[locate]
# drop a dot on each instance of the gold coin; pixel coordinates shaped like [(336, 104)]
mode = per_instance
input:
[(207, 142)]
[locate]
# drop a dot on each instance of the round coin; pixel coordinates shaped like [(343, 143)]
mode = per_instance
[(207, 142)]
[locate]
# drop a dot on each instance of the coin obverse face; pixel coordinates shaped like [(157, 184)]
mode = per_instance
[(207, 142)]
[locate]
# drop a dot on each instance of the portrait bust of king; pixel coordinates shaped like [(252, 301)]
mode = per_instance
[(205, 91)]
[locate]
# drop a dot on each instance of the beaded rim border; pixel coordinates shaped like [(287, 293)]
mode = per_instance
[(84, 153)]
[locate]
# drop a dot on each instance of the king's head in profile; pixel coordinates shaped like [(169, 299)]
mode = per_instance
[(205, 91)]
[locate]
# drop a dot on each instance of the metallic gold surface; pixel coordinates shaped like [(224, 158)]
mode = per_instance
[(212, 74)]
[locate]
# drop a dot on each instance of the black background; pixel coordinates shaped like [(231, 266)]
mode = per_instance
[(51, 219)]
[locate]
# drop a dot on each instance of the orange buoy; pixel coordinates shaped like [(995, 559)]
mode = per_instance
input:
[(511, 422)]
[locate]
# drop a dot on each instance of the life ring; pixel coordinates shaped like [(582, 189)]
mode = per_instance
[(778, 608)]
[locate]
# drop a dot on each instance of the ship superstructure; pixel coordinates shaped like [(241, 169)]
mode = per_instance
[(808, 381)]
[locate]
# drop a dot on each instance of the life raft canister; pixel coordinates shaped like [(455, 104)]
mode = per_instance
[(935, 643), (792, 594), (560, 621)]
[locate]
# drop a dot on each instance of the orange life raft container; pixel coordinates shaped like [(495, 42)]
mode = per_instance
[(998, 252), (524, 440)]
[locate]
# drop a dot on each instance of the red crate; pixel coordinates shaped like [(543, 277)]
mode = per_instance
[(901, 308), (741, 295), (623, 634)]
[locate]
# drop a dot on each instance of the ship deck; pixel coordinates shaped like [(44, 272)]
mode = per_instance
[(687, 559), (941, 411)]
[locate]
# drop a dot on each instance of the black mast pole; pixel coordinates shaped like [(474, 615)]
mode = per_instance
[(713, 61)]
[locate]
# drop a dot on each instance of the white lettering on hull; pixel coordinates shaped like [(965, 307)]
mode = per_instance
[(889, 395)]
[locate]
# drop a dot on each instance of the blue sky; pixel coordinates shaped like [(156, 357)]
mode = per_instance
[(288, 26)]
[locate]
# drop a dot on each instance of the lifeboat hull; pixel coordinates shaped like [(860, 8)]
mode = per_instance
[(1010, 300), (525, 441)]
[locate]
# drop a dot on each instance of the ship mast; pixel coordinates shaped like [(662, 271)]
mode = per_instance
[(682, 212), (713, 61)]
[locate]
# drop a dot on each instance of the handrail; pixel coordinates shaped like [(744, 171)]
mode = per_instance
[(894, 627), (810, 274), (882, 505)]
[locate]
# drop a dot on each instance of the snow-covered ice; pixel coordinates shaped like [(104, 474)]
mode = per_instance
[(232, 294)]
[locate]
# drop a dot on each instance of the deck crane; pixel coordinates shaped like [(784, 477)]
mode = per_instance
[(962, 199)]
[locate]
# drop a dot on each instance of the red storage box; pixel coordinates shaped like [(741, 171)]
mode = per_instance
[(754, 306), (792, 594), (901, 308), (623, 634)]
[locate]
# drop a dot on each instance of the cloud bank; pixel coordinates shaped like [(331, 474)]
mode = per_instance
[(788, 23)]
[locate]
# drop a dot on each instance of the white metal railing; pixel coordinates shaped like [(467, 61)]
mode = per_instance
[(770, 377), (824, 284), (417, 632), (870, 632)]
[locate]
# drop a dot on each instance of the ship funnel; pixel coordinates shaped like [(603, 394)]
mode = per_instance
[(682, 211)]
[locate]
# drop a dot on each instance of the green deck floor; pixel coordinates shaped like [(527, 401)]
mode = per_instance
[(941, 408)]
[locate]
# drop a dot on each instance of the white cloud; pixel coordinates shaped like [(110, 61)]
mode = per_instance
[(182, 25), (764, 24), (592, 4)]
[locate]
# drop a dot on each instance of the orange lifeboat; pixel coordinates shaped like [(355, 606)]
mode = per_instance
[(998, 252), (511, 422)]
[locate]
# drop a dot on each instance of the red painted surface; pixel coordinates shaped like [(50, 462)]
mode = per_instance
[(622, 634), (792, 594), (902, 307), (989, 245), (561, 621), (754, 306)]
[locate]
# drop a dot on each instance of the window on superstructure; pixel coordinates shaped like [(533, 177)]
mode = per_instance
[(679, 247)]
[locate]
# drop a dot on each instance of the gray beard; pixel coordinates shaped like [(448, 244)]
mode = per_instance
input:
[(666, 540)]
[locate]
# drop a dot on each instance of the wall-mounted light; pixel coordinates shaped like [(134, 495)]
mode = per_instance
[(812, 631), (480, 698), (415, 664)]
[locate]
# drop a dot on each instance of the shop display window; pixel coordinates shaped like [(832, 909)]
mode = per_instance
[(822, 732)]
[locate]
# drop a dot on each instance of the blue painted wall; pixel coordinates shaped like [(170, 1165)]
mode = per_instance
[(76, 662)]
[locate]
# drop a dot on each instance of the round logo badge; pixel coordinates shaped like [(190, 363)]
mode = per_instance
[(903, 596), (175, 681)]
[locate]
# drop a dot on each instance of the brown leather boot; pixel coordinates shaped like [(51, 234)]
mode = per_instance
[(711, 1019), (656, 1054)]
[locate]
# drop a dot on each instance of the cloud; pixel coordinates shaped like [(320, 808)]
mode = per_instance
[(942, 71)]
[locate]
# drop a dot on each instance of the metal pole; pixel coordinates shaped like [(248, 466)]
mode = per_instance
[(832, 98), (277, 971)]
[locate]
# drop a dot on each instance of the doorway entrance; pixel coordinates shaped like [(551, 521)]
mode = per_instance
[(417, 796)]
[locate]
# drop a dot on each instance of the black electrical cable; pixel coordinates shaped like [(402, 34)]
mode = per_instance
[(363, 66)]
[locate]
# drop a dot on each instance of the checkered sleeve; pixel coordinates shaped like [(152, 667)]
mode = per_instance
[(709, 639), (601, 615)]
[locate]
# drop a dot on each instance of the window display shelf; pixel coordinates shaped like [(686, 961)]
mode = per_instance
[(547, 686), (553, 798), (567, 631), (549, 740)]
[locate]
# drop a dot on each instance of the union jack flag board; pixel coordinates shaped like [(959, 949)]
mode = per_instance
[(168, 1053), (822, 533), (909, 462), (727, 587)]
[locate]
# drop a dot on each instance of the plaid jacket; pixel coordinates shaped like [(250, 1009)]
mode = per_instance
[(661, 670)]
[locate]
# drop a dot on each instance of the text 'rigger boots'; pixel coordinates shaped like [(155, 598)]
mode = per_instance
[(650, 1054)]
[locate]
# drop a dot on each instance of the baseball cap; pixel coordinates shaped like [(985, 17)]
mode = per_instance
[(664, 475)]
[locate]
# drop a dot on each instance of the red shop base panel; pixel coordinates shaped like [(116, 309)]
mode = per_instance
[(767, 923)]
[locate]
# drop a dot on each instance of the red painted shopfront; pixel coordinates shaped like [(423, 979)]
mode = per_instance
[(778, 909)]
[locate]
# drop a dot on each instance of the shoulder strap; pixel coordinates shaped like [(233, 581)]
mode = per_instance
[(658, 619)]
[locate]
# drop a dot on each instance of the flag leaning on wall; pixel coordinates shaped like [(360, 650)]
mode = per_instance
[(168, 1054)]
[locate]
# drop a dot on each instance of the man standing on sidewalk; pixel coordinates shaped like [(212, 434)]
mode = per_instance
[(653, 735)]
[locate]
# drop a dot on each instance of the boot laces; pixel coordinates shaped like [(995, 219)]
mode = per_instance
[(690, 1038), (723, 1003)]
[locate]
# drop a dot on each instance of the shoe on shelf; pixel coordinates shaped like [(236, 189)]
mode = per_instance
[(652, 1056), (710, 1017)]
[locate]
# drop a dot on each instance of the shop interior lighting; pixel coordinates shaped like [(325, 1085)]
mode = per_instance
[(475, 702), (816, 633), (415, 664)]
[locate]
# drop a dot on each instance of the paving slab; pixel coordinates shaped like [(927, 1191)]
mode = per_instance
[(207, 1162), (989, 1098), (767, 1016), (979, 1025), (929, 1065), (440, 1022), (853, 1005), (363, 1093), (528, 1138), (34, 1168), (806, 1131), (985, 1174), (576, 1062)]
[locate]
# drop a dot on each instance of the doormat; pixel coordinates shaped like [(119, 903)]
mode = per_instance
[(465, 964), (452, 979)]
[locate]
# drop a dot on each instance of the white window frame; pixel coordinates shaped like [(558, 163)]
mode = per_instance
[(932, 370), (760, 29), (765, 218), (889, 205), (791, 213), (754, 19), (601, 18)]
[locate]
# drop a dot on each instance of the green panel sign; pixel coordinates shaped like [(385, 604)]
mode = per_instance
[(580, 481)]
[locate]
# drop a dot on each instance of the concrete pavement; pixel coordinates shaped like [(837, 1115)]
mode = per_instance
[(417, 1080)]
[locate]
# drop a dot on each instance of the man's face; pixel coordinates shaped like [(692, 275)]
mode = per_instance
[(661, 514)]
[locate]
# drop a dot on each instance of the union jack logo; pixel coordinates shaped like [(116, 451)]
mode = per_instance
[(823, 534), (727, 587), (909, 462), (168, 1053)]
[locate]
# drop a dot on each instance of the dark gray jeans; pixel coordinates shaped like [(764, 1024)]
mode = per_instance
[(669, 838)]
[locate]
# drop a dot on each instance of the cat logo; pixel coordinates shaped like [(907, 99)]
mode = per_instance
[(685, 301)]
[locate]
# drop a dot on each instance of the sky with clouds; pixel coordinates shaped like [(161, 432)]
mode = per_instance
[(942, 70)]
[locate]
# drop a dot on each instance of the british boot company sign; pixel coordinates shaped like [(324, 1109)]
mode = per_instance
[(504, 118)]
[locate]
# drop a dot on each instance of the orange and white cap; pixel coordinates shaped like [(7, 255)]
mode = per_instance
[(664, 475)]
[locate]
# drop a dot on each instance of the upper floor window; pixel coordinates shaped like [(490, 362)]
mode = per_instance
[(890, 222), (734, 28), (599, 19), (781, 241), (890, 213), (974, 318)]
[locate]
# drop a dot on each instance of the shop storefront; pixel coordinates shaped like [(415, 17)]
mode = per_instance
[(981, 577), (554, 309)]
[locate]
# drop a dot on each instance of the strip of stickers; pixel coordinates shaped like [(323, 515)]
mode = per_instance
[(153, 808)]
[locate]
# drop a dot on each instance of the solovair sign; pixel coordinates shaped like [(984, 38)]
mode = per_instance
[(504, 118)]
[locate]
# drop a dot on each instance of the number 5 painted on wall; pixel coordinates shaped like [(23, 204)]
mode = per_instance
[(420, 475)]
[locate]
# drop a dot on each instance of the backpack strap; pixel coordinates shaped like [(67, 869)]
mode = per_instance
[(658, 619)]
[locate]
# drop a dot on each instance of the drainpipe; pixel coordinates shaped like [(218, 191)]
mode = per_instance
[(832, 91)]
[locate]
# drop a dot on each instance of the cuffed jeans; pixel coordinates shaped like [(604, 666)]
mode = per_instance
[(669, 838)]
·····
Print the lines above from the one with "# drop a dot on each instance of the boot" through the one with "# drop a dot on each instance of the paving", both included, exactly as written and nothing more.

== ANSWER TO THIS TASK ==
# drop a dot on each instance of the boot laces; pixel coordinates shaped like [(995, 219)]
mode = per_instance
[(690, 1038), (723, 1003)]
[locate]
# drop a dot on each instance of the shoe on shelf; pixel coordinates shaped like [(236, 189)]
mode = per_instance
[(652, 1056), (710, 1017)]
[locate]
# drop a dot on each instance of the shop interior lighting; pixel coordinates shaped like [(325, 1085)]
mode = per_instance
[(475, 702), (816, 633), (415, 664)]
[locate]
# drop a dot on each instance of the paving slab; pixel coordinates shaped like [(927, 1191)]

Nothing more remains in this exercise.